(Dataset rows)

▬▬▬

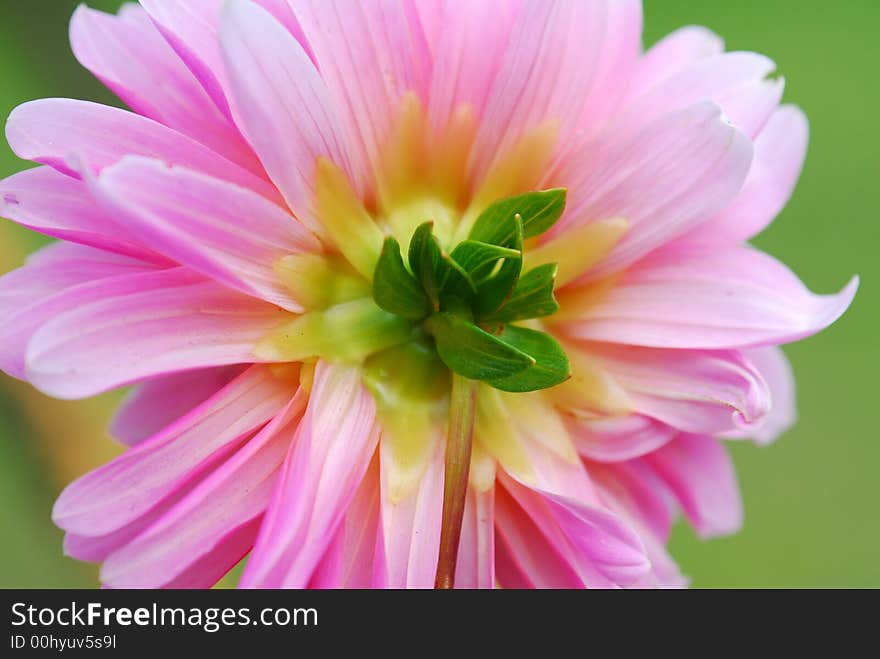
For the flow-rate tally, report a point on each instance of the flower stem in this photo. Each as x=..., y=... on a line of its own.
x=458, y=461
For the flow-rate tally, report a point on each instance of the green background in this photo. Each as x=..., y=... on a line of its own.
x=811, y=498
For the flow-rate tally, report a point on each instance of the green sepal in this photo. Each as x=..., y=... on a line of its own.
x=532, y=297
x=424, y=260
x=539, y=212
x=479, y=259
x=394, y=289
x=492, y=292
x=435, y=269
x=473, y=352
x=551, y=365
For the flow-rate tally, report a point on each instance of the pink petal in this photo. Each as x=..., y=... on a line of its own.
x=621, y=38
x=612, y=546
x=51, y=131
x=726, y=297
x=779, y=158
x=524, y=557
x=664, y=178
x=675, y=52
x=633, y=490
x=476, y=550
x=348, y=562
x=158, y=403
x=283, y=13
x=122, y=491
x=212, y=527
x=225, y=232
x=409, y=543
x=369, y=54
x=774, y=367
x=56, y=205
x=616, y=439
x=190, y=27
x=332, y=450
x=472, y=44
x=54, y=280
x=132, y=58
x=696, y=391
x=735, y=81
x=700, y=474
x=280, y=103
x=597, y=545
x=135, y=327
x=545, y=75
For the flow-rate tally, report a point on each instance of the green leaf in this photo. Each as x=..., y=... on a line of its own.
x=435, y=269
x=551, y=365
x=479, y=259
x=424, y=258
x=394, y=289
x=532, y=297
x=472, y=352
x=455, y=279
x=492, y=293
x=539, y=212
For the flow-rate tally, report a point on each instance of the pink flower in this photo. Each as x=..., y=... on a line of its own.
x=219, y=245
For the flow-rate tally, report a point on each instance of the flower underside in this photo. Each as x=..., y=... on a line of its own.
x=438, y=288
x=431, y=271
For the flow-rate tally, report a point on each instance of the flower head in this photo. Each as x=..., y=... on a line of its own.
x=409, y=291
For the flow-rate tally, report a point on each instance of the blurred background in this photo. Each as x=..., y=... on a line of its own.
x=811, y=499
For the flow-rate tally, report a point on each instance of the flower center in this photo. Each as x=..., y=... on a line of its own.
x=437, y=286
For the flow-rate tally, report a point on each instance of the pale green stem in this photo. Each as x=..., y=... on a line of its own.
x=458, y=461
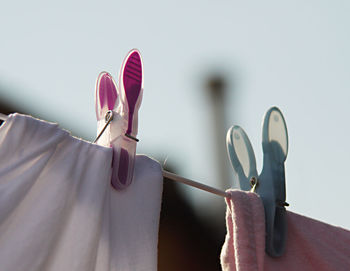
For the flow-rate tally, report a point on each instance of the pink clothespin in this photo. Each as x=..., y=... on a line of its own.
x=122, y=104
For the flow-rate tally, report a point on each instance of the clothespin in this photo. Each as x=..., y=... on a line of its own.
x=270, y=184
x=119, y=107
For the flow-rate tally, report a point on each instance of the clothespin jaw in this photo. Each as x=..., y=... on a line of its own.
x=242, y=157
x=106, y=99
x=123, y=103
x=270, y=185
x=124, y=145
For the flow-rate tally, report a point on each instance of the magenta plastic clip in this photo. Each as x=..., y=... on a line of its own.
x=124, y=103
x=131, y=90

▬▬▬

-- THE REQUEST --
Recast the rows from the line with "of the pale" through the end of the rows as a Markdown table with the columns No. and Line. Number each line and skip blank lines. Leave the pictures out.

-- EXERCISE RESULT --
| No. | Line |
|---|---|
| 1 | For the flow-rate tally, report a point on each instance of the pale green stem in this photo. Each as x=..., y=... on a line of its own. |
| 2 | x=458, y=461 |
| 3 | For the flow-rate tally, report a point on each instance of the pink clothespin in this photo. Each as x=..., y=... on a line of its own. |
| 4 | x=122, y=104 |
| 5 | For the flow-rate tally, report a point on each instance of the clothespin in this photo. Each as x=..., y=... on a line of its own. |
| 6 | x=270, y=184 |
| 7 | x=119, y=107 |
| 8 | For the flow-rate tally, report a point on each instance of the clothespin jaw in this photo. Each as x=..., y=... on a line of its own. |
| 9 | x=242, y=157 |
| 10 | x=106, y=99 |
| 11 | x=123, y=103 |
| 12 | x=270, y=185 |
| 13 | x=124, y=145 |
| 14 | For the flow-rate tally, report a point on each instance of the magenta plastic clip in this photo. Each as x=..., y=... on a line of its own. |
| 15 | x=124, y=103 |
| 16 | x=131, y=90 |